▶ [THE PROBLEM] Quote every line below exactly as it reads.

▶ [DATA SECTION]

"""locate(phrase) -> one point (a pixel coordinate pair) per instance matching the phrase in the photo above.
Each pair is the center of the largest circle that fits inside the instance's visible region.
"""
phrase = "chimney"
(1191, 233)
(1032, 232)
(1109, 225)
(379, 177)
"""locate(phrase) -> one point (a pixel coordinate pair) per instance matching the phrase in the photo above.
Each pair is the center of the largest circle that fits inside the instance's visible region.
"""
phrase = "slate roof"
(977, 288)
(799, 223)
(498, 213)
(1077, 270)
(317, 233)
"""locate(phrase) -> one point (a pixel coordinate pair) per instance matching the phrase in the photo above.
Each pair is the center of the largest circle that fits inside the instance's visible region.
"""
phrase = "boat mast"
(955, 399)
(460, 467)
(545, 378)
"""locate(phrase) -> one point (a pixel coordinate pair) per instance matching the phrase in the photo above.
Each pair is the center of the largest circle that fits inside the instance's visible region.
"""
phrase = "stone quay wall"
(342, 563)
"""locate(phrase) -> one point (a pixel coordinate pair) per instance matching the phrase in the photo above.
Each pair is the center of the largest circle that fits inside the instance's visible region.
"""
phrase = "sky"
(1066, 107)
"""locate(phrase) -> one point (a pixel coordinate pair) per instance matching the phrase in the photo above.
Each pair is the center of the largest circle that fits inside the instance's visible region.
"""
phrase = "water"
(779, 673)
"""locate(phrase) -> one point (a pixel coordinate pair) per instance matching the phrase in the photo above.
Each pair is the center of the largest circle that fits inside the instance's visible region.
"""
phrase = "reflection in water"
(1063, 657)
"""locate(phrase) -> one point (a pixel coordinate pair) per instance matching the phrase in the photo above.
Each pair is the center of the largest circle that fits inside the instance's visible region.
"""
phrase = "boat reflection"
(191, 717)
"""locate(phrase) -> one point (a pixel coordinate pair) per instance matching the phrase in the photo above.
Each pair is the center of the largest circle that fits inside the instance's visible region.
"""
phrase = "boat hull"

▶ [ANSWER TO THIS PROBLEM]
"""locate(phrase) -> one point (a pixel coordinate pair) per instance matching the phrase in the photo above.
Each pair is the center of the largest circle that fits inside the instance's visible region.
"""
phrase = "chimney"
(1191, 233)
(1032, 232)
(1109, 225)
(379, 177)
"""locate(phrase) -> one point (a pixel coordinate pair) per instance matching the phrase in the photo above.
Each pair is the center of the largest circle that fits inside the instance's visible region.
"""
phrase = "slate roof"
(977, 288)
(799, 223)
(498, 213)
(1077, 270)
(317, 233)
"""locate(phrase) -> one point (a pixel coordinate pair) per instance matching the phrase in the photo above.
Each pair is the center of the largest circle that fits inside the instance's visible region.
"""
phrase = "boat mast"
(955, 399)
(460, 467)
(545, 378)
"""locate(phrase) -> one point (a pixel coordinate pair) per instance matching the phrase in the photo above.
Each pair is the center of the largest circle that fits inside the instance's visible region.
"""
phrase = "stone quay wall"
(342, 563)
"""locate(phrase) -> one point (a pixel coordinate pair) per instance matching the phrase in the photo above.
Each pair is the center of the largest circle that fits inside the instance's visible region.
"""
phrase = "sky"
(1066, 107)
"""locate(phrase) -> one point (a pixel coordinate pair) per instance matching the phrase in the photo above.
Each pair is the center of the largest circle that fits inside the instance's visible region.
"""
phrase = "water"
(779, 673)
"""locate(phrase) -> one point (a pixel coordinate pair) per instance matching the phrase in the photo above.
Each pair is the center of the largest circle that fits inside the instance's visible region.
"""
phrase = "reflection in water"
(1063, 657)
"""locate(phrase) -> one point (a pixel coordinate pair) per instance matching the phrase in the photo above.
Each pair is the center of the largest circle that fits inside the instance's visible region.
"""
phrase = "boat reflection"
(191, 717)
"""locate(phrase) -> one point (a pixel coordinate pair) per instance matching the phrase in the photo above.
Each pair is the center of the largest circle that fits inside the instance's visible region.
"""
phrase = "boat hull"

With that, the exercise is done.